WORK REQUIRED
Arrange the data starting at the line containing "Find the cat's tongue;" and ending at the line containing "[[[285,230],[283,187],[247,184],[236,227],[250,248],[269,248]]]" as a two-column CSV with columns input and output, one row per entry. Put the text in input and its answer in output, each in one quoted field with line breaks replaced by spaces.

Labeled region data

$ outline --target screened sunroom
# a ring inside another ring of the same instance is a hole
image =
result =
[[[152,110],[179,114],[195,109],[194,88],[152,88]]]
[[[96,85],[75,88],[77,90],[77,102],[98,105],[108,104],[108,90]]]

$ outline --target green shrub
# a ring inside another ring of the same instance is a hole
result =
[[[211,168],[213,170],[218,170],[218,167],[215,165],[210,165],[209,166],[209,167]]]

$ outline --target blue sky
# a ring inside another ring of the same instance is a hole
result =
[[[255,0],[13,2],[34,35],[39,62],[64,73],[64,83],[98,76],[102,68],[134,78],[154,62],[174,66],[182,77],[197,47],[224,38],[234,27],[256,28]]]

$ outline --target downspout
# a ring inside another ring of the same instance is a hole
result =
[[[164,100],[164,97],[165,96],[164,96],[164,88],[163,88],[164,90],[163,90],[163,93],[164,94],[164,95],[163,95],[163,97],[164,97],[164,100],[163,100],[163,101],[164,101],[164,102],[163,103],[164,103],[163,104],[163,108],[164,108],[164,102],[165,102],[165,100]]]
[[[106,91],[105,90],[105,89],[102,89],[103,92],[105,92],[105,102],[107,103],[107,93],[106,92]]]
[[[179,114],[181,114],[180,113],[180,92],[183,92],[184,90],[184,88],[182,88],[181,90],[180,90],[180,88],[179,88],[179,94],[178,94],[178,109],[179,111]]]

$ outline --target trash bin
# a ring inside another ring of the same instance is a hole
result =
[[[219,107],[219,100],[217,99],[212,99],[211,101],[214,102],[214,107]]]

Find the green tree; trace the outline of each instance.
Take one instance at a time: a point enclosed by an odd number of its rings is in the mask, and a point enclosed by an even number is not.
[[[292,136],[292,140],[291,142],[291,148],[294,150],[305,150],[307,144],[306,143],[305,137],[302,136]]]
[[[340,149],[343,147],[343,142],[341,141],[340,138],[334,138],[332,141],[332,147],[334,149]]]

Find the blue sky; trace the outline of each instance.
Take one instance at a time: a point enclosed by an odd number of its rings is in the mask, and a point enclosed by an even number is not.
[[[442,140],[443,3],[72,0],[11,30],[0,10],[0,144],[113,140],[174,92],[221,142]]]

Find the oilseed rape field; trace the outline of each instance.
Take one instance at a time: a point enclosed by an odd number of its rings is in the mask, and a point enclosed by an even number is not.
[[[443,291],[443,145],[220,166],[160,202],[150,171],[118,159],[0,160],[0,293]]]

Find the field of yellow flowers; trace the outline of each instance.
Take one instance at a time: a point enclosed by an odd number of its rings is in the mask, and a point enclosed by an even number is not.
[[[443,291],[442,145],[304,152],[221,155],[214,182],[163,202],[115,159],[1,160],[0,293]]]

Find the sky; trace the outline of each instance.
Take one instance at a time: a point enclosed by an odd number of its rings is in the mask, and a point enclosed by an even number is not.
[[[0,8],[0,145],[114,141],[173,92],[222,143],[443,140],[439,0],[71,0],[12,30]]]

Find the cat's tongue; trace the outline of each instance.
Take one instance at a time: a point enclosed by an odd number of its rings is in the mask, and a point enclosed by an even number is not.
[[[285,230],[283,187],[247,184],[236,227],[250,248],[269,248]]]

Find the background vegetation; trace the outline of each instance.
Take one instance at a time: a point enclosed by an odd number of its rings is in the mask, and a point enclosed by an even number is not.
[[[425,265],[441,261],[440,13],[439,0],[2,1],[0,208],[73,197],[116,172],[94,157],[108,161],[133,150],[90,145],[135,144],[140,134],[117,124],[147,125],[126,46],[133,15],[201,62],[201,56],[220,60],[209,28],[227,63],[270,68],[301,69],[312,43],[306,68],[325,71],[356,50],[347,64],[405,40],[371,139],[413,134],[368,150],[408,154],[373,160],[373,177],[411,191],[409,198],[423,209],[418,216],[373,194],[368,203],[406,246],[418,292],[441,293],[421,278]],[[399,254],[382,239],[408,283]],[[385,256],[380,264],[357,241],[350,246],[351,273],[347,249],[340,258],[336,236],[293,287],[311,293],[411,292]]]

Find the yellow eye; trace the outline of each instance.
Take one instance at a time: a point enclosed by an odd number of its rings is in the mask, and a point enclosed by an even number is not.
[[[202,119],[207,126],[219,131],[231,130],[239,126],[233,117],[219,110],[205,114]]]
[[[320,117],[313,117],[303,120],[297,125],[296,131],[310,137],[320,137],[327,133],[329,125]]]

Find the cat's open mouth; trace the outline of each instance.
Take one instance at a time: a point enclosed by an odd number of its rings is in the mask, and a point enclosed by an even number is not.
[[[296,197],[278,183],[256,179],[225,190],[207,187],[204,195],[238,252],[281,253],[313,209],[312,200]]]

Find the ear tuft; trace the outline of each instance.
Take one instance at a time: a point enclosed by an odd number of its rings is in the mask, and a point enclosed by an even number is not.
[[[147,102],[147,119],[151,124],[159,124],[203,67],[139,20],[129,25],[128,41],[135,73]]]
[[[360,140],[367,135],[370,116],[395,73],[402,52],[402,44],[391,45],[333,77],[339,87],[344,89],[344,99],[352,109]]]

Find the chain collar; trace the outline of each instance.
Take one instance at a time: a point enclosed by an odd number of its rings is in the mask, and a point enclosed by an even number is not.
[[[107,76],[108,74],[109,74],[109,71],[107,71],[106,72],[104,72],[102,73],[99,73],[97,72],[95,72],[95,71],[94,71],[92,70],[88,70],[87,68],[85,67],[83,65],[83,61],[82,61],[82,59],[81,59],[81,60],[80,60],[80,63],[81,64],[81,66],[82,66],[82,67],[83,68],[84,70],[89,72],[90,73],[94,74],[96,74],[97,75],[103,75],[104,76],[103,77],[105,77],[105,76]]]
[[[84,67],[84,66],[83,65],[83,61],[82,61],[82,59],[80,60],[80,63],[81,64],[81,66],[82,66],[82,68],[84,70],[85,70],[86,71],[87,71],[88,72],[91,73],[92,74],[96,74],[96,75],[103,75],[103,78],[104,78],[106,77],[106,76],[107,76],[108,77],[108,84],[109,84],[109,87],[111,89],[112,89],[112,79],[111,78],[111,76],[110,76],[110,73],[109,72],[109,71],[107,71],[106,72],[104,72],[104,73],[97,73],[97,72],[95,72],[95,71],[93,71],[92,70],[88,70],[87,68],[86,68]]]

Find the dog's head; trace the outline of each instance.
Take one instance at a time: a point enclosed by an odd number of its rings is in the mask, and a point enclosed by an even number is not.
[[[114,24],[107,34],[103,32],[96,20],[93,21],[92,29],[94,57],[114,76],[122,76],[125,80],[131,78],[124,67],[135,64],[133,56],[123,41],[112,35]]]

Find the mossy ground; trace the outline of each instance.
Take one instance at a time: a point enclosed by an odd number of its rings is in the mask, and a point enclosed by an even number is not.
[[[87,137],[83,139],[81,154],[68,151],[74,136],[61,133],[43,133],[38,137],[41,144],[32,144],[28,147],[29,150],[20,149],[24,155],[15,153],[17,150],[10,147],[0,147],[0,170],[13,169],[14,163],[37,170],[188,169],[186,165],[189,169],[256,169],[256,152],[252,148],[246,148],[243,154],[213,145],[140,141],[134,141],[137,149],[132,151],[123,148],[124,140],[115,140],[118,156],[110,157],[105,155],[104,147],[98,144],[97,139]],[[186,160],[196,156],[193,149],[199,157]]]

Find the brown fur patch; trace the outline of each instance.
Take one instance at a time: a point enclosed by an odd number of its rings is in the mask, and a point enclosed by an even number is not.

FULL RESPONSE
input,output
"Find the cat's tongue; trace the outline of each instance. Take one instance at a time: a point enclosed by an odd number of its rings is in the mask, and a point enclosed by an even number is not.","[[[285,230],[283,187],[247,184],[236,227],[250,248],[269,248]]]"